• [SHORT PROBLEM] Look below for the line with "Crop-scouting request: mark the man's left", and from there restate every line word for word until the entries end.

— Begin —

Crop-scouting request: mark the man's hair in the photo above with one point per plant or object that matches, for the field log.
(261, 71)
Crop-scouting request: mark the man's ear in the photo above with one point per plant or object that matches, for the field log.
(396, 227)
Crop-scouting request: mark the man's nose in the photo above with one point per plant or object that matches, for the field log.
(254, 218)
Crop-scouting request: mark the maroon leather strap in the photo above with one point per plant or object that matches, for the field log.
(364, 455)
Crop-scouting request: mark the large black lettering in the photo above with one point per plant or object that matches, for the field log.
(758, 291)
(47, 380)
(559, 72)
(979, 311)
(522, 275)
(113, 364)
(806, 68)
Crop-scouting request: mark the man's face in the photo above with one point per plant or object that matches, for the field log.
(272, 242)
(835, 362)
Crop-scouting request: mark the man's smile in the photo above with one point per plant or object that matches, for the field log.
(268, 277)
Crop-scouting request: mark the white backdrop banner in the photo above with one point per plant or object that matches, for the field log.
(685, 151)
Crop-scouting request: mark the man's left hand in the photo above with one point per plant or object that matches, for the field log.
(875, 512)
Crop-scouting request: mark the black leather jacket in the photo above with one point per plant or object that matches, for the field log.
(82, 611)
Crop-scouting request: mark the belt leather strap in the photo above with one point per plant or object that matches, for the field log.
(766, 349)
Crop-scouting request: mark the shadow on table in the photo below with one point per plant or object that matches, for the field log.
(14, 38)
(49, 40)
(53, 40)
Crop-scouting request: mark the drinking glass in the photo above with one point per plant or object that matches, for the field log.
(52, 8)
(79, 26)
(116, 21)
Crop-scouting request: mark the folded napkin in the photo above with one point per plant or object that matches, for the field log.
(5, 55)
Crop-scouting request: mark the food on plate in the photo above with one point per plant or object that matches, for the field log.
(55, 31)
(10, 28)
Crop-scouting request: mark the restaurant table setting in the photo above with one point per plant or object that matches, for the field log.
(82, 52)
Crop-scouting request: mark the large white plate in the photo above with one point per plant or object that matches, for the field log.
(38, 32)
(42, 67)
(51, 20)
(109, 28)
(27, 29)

— End —

• [COMPLETED EXERCISE]
Crop-scouting request: mark the man's left hand in the photo above with one point per plant or object that matches, for the field log.
(875, 512)
Crop-scouting request: mark the black leather jacket in the photo above with one point per plant or object that matches, for the field log.
(82, 611)
Crop-scouting request: mark the belt leather strap in the photo above with one point per plant or object that matches, for the field log.
(766, 349)
Crop-scouting request: mark the shadow on table in the photo below with one point per plant or object that matches, for the field log.
(14, 38)
(49, 40)
(53, 40)
Crop-scouting request: mark the drinking glass in the photo above with one point per plant or object that matches, for the field log.
(52, 8)
(79, 26)
(116, 21)
Crop-scouting request: mark the folded napkin in the photo above with one point per plant or object that matches, for the field log.
(5, 55)
Crop-scouting request: mark the food on plate in the photo above with one point per plant or object that matches, for the field log.
(55, 31)
(10, 28)
Crop-scouting request: mark the restaurant table setting in the photo above with one point per plant or object that matches, for the field log.
(82, 52)
Crop-scouting request: mark the large white plate in the photo above with one point per plant or object that matches, for the field log.
(38, 32)
(42, 67)
(51, 20)
(109, 28)
(27, 29)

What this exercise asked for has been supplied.